-------- THE DATA
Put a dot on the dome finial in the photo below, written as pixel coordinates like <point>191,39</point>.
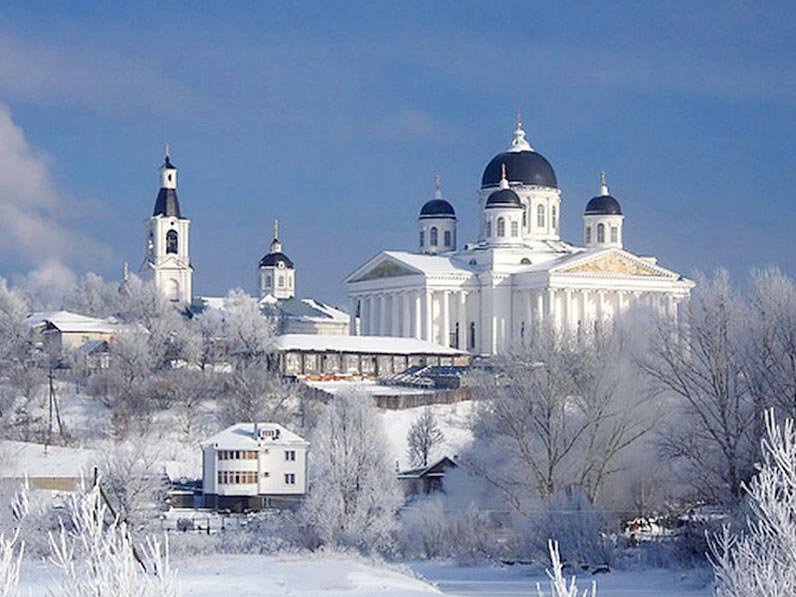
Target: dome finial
<point>519,143</point>
<point>504,181</point>
<point>603,184</point>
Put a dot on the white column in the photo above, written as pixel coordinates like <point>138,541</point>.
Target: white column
<point>428,317</point>
<point>446,319</point>
<point>406,316</point>
<point>462,314</point>
<point>384,316</point>
<point>395,329</point>
<point>418,315</point>
<point>352,321</point>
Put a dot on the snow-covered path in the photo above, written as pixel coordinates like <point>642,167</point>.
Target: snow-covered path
<point>517,581</point>
<point>343,576</point>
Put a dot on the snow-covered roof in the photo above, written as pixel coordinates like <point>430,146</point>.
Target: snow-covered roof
<point>361,344</point>
<point>430,264</point>
<point>244,436</point>
<point>67,321</point>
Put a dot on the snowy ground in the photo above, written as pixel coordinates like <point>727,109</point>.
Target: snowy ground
<point>453,421</point>
<point>261,576</point>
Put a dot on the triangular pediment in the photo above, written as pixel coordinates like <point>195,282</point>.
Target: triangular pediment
<point>383,267</point>
<point>618,263</point>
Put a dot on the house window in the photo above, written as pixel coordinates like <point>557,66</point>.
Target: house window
<point>171,241</point>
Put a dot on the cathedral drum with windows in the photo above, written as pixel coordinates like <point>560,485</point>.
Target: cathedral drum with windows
<point>494,293</point>
<point>167,231</point>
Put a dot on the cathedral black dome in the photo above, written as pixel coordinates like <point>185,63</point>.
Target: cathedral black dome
<point>504,198</point>
<point>274,259</point>
<point>526,167</point>
<point>167,204</point>
<point>603,205</point>
<point>437,208</point>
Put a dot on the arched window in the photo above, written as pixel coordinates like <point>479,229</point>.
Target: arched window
<point>173,290</point>
<point>171,241</point>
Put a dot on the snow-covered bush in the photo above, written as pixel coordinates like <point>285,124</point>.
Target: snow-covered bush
<point>353,493</point>
<point>96,556</point>
<point>10,562</point>
<point>559,587</point>
<point>762,561</point>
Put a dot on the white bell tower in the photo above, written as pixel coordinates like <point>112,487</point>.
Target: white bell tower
<point>167,236</point>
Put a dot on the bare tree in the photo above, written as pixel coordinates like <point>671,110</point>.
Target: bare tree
<point>424,435</point>
<point>700,368</point>
<point>353,495</point>
<point>558,414</point>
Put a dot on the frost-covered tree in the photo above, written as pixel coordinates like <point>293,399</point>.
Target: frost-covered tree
<point>95,555</point>
<point>762,561</point>
<point>353,493</point>
<point>701,367</point>
<point>131,481</point>
<point>424,435</point>
<point>558,414</point>
<point>94,297</point>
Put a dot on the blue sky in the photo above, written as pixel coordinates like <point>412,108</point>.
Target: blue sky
<point>335,119</point>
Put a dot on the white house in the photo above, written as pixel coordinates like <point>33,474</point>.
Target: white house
<point>250,466</point>
<point>519,273</point>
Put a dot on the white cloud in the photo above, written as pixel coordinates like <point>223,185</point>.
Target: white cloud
<point>34,223</point>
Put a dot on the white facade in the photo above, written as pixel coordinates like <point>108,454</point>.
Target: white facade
<point>255,459</point>
<point>518,275</point>
<point>167,242</point>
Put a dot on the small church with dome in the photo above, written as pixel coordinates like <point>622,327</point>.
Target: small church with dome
<point>518,274</point>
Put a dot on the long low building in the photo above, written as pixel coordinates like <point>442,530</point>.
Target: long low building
<point>307,355</point>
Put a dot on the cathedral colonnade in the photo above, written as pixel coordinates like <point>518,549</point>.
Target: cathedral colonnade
<point>439,316</point>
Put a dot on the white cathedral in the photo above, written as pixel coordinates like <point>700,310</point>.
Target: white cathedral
<point>518,274</point>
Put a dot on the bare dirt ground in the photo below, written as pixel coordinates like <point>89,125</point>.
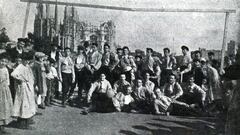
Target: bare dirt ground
<point>57,120</point>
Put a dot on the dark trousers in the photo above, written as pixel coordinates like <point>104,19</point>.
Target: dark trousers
<point>66,85</point>
<point>192,99</point>
<point>52,86</point>
<point>102,103</point>
<point>79,81</point>
<point>105,70</point>
<point>164,76</point>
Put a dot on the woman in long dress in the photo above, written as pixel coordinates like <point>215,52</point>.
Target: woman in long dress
<point>24,105</point>
<point>5,96</point>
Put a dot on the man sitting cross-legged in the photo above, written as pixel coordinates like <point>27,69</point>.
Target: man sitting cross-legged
<point>120,85</point>
<point>193,94</point>
<point>123,101</point>
<point>161,103</point>
<point>143,98</point>
<point>100,94</point>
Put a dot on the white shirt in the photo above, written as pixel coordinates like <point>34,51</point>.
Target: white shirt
<point>53,55</point>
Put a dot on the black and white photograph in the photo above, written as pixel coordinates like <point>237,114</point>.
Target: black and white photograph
<point>119,67</point>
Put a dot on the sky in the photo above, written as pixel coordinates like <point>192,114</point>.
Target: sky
<point>139,30</point>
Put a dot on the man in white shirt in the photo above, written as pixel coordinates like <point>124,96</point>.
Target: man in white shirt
<point>185,64</point>
<point>66,74</point>
<point>193,94</point>
<point>101,95</point>
<point>79,64</point>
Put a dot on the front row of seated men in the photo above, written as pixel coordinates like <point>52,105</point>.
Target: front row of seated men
<point>173,98</point>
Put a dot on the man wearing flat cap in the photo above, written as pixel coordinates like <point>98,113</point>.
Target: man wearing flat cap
<point>18,50</point>
<point>94,62</point>
<point>168,63</point>
<point>151,65</point>
<point>39,72</point>
<point>79,63</point>
<point>185,64</point>
<point>66,74</point>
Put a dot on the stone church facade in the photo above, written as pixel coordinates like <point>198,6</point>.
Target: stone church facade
<point>71,31</point>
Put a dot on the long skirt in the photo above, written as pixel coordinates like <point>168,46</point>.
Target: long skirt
<point>24,103</point>
<point>5,105</point>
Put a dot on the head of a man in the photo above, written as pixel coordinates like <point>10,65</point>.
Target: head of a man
<point>158,93</point>
<point>149,52</point>
<point>106,48</point>
<point>166,51</point>
<point>125,50</point>
<point>67,51</point>
<point>94,47</point>
<point>191,80</point>
<point>20,43</point>
<point>172,79</point>
<point>197,55</point>
<point>139,83</point>
<point>119,52</point>
<point>122,77</point>
<point>18,60</point>
<point>3,60</point>
<point>211,55</point>
<point>102,77</point>
<point>185,50</point>
<point>147,76</point>
<point>128,89</point>
<point>197,63</point>
<point>54,47</point>
<point>80,49</point>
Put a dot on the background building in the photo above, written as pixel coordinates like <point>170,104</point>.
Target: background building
<point>71,31</point>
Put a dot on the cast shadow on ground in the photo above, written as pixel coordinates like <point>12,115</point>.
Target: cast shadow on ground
<point>174,127</point>
<point>126,132</point>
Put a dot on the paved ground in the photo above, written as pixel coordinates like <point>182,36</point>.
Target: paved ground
<point>69,121</point>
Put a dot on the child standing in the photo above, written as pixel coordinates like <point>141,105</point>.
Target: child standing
<point>5,95</point>
<point>52,81</point>
<point>123,101</point>
<point>24,104</point>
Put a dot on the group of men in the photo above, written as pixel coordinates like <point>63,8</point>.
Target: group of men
<point>118,81</point>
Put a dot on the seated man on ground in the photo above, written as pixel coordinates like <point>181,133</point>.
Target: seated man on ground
<point>100,94</point>
<point>120,85</point>
<point>147,83</point>
<point>123,101</point>
<point>161,103</point>
<point>172,89</point>
<point>193,94</point>
<point>143,98</point>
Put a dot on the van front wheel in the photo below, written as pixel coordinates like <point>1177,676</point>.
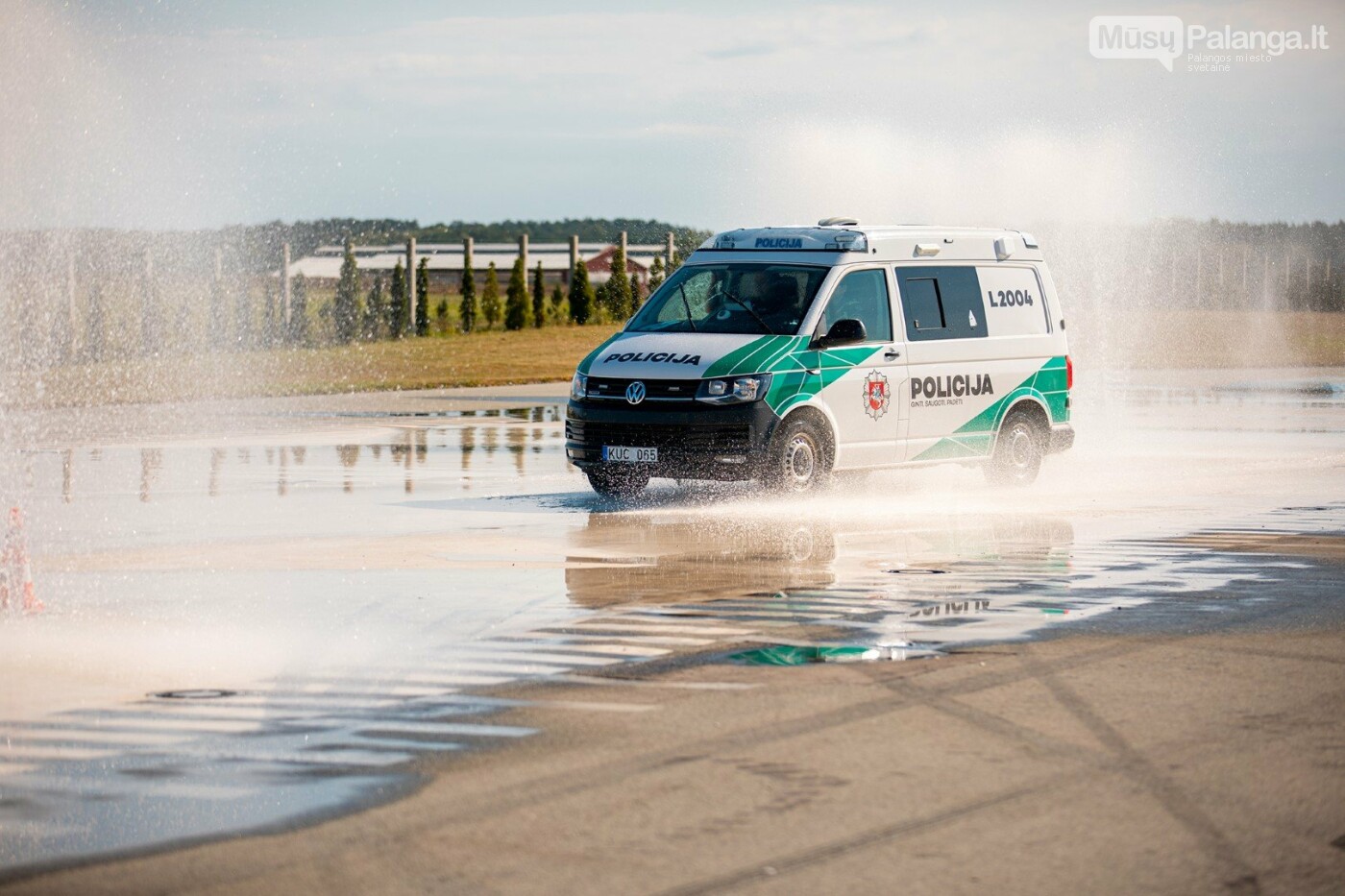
----------------
Scale the data from the line that contains "Put a dot on the triangular" through the line that contains "<point>437,208</point>", rewriting every line in that range and nothing else. Multiply each coordinate in the answer points by 1.5 and round to whole numbers, with halves rounded up. Keep all other lines unchanged, including the sample coordinates they contain.

> [OUTPUT OF THE EXERCISE]:
Put a dot on the triangular pediment in the photo above, written as pixel coordinates like <point>195,282</point>.
Target: triangular pediment
<point>575,401</point>
<point>927,395</point>
Put a dot on the house window in the photo above, written as pixel coordinates like <point>557,66</point>.
Target: house window
<point>257,362</point>
Put a dot on the cathedral drum with windows in the photo above, written as pixel coordinates like <point>560,485</point>.
Target: cathedral drum with windows
<point>741,440</point>
<point>251,347</point>
Put a dot on the cathedral black dome in the photo above, written as pixel coordinates like <point>185,63</point>.
Target: cathedral black dome
<point>756,297</point>
<point>411,389</point>
<point>789,251</point>
<point>251,306</point>
<point>905,308</point>
<point>656,312</point>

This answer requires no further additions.